• [TASK] Convert every one of the records below into a numbered list, omitting any blank lines.

• [SUPPLIED DATA]
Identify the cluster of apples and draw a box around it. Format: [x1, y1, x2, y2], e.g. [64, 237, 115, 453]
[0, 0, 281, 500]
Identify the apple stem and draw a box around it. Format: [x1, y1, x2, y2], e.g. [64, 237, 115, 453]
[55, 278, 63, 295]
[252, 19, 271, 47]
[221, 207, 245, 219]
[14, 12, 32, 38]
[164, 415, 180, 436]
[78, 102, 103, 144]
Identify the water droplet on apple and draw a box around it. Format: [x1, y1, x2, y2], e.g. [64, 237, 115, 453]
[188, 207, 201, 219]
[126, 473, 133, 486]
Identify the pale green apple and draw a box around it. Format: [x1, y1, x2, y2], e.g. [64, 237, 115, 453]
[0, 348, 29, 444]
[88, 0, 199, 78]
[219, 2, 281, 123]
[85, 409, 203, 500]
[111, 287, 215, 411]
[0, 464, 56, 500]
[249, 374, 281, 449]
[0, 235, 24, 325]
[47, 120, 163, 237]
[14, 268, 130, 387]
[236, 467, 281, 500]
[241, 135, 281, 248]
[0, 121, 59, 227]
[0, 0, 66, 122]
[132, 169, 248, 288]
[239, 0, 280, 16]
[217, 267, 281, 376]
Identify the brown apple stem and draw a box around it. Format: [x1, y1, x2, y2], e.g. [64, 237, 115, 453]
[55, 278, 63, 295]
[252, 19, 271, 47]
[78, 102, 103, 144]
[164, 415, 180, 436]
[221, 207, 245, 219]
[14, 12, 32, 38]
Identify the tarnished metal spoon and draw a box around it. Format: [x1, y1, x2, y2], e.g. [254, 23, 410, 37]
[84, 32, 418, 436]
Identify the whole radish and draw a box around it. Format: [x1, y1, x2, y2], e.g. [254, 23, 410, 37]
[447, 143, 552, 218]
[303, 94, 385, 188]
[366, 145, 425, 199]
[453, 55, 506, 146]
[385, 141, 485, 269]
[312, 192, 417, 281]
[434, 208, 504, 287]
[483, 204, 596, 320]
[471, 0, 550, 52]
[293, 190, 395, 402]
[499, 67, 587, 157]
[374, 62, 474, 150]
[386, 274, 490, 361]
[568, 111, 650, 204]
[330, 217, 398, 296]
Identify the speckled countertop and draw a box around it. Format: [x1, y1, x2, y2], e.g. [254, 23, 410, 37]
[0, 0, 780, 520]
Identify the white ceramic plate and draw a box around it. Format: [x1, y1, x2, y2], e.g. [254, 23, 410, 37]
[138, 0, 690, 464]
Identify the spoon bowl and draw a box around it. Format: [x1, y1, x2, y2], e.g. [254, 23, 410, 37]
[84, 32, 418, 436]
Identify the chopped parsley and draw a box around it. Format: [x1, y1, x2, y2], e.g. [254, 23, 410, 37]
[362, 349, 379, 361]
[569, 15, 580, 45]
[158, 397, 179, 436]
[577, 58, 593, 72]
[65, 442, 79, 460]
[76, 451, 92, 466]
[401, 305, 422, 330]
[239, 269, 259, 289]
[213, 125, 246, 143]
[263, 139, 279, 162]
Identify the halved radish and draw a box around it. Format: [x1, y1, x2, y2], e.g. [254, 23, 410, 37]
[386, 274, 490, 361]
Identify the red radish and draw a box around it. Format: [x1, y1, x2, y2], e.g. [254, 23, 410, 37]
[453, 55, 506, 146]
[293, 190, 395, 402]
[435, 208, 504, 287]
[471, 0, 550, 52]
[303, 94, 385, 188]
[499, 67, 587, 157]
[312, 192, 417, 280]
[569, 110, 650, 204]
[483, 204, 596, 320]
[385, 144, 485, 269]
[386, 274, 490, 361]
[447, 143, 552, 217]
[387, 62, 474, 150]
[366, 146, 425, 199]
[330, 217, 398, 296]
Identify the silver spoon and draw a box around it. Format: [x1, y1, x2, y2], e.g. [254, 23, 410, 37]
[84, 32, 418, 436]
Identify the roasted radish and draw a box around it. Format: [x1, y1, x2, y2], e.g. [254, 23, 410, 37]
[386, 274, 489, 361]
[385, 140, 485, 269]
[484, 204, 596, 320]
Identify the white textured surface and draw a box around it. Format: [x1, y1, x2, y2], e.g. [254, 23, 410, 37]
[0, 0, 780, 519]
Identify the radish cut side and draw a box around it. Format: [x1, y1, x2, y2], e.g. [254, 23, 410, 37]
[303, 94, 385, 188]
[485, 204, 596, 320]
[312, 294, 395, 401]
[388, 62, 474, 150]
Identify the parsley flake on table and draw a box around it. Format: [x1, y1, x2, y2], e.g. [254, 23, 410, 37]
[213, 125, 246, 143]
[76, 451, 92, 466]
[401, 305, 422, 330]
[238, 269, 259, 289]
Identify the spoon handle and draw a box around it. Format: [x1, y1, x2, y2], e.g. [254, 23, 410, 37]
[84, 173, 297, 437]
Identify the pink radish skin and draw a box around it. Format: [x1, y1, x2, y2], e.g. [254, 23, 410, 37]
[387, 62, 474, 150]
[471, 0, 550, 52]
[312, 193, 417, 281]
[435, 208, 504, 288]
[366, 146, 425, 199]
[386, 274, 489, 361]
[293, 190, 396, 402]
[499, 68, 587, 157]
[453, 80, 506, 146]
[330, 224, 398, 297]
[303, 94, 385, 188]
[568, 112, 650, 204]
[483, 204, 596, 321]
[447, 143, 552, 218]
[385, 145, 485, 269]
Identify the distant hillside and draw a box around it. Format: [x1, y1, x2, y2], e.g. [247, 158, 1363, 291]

• [RESULT BELOW]
1. Identify the cluster of apples and draw a box around it. Format: [x1, y1, x2, y2], e.g. [64, 237, 115, 453]
2. [0, 0, 281, 500]
3. Identify the apple stem and draw a box around it. Format: [x1, y1, x2, y2], e.g. [64, 237, 115, 453]
4. [55, 278, 63, 295]
5. [252, 19, 271, 47]
6. [221, 207, 245, 219]
7. [14, 12, 32, 38]
8. [164, 415, 180, 436]
9. [78, 102, 103, 144]
10. Identify the water droplet on apple and draw a box around it. Format: [x1, y1, x2, y2], e.g. [64, 237, 115, 453]
11. [188, 207, 201, 219]
12. [126, 473, 133, 486]
13. Identify the pale green apple and draw a box around it. Format: [x1, y1, x2, y2], e.g. [64, 237, 115, 453]
14. [0, 348, 29, 444]
15. [88, 0, 199, 78]
16. [219, 2, 281, 123]
17. [85, 409, 203, 500]
18. [111, 287, 215, 411]
19. [0, 464, 56, 500]
20. [249, 374, 281, 449]
21. [0, 235, 24, 325]
22. [47, 120, 163, 237]
23. [14, 268, 130, 387]
24. [236, 467, 281, 500]
25. [241, 135, 281, 248]
26. [0, 121, 59, 227]
27. [0, 0, 66, 122]
28. [132, 169, 248, 288]
29. [239, 0, 280, 16]
30. [217, 267, 281, 376]
31. Identify the brown apple stem and draw a box around it. Format: [x1, y1, x2, y2], e.g. [64, 237, 115, 453]
32. [55, 278, 63, 295]
33. [252, 19, 271, 47]
34. [78, 102, 103, 144]
35. [164, 415, 180, 436]
36. [221, 207, 245, 219]
37. [14, 12, 32, 38]
38. Identify the tarnished metal spoon and draw a box around it. Format: [x1, y1, x2, y2], e.g. [254, 23, 410, 37]
39. [84, 32, 418, 436]
40. Identify the whole radish and draw a box around it. Format: [x1, y1, x2, y2], e.g. [254, 23, 410, 37]
41. [447, 143, 552, 218]
42. [303, 94, 385, 188]
43. [366, 145, 425, 199]
44. [453, 55, 506, 146]
45. [385, 141, 485, 269]
46. [312, 192, 417, 281]
47. [434, 208, 504, 287]
48. [483, 204, 596, 320]
49. [471, 0, 550, 52]
50. [293, 190, 395, 402]
51. [499, 67, 587, 157]
52. [374, 62, 474, 150]
53. [386, 274, 490, 361]
54. [568, 111, 650, 204]
55. [330, 217, 398, 296]
56. Identify the speckled countertop and draw a box around it. Format: [x1, y1, x2, y2], e.g. [254, 23, 410, 37]
57. [0, 0, 780, 520]
58. Identify the white ceramic plate and draw a box around it. Format: [x1, y1, x2, y2], e.g. [254, 23, 410, 37]
59. [138, 0, 690, 464]
60. Identify the spoon bowl and draw a box around it. Format: [x1, y1, x2, y2], e.g. [254, 23, 410, 37]
61. [84, 32, 418, 436]
62. Identify the chopped parsley and draw a box around it. Format: [x1, y1, x2, y2], e.g. [254, 23, 410, 37]
63. [362, 349, 379, 361]
64. [569, 15, 580, 45]
65. [158, 397, 179, 436]
66. [577, 58, 593, 72]
67. [65, 442, 79, 460]
68. [76, 451, 92, 466]
69. [401, 305, 422, 330]
70. [239, 269, 259, 289]
71. [213, 125, 246, 143]
72. [263, 139, 279, 162]
73. Identify the halved radish and draw a box around it. Format: [x1, y1, x2, y2], e.g. [254, 23, 410, 37]
74. [386, 274, 490, 361]
75. Identify the red radish and draw a box around it. Format: [x1, y1, x2, y2], e.g. [254, 23, 410, 37]
76. [453, 55, 506, 146]
77. [293, 190, 395, 402]
78. [435, 208, 504, 287]
79. [471, 0, 550, 52]
80. [303, 94, 385, 188]
81. [499, 67, 587, 157]
82. [312, 192, 417, 280]
83. [569, 110, 650, 204]
84. [483, 204, 596, 320]
85. [385, 144, 485, 269]
86. [386, 274, 490, 361]
87. [447, 143, 552, 217]
88. [387, 62, 474, 150]
89. [366, 146, 425, 199]
90. [330, 217, 398, 296]
91. Identify the silver spoon and draw a box around it. Format: [x1, y1, x2, y2], e.g. [254, 23, 410, 37]
92. [84, 32, 418, 436]
93. Identify the roasted radish and draw a box around it. Format: [x1, y1, x2, y2], e.g. [254, 23, 410, 37]
94. [386, 274, 489, 361]
95. [385, 140, 485, 269]
96. [484, 204, 596, 320]
97. Identify the white textured surface and draw a box around it. Format: [x1, y1, x2, y2], e.g. [254, 23, 410, 37]
98. [0, 0, 780, 519]
99. Identify the radish cut side and draw a box around it. Format: [x1, y1, x2, y2], e.g. [254, 23, 410, 37]
100. [303, 94, 385, 188]
101. [485, 204, 596, 320]
102. [312, 294, 395, 401]
103. [388, 62, 474, 150]
104. Identify the parsley flake on table and draw a box around it. Format: [x1, y1, x2, y2], e.g. [254, 23, 410, 37]
105. [213, 125, 246, 143]
106. [76, 451, 92, 466]
107. [401, 305, 422, 330]
108. [238, 269, 259, 289]
109. Identify the spoon handle and draw a box around it. Format: [x1, y1, x2, y2], e.g. [254, 23, 410, 37]
110. [84, 173, 297, 437]
111. Identify the pink radish skin and draw a box around it. Format: [x1, y1, x2, y2], e.g. [254, 23, 410, 37]
112. [387, 62, 474, 150]
113. [471, 0, 550, 52]
114. [312, 193, 417, 281]
115. [435, 208, 504, 288]
116. [366, 146, 425, 199]
117. [386, 274, 489, 361]
118. [293, 190, 396, 402]
119. [499, 68, 587, 157]
120. [453, 80, 506, 146]
121. [330, 224, 398, 297]
122. [303, 94, 385, 188]
123. [568, 112, 650, 204]
124. [483, 204, 596, 321]
125. [447, 143, 552, 218]
126. [385, 145, 485, 269]
127. Identify the distant hillside and draw a box around it. Format: [x1, y1, x2, y2], e.g. [247, 158, 1363, 291]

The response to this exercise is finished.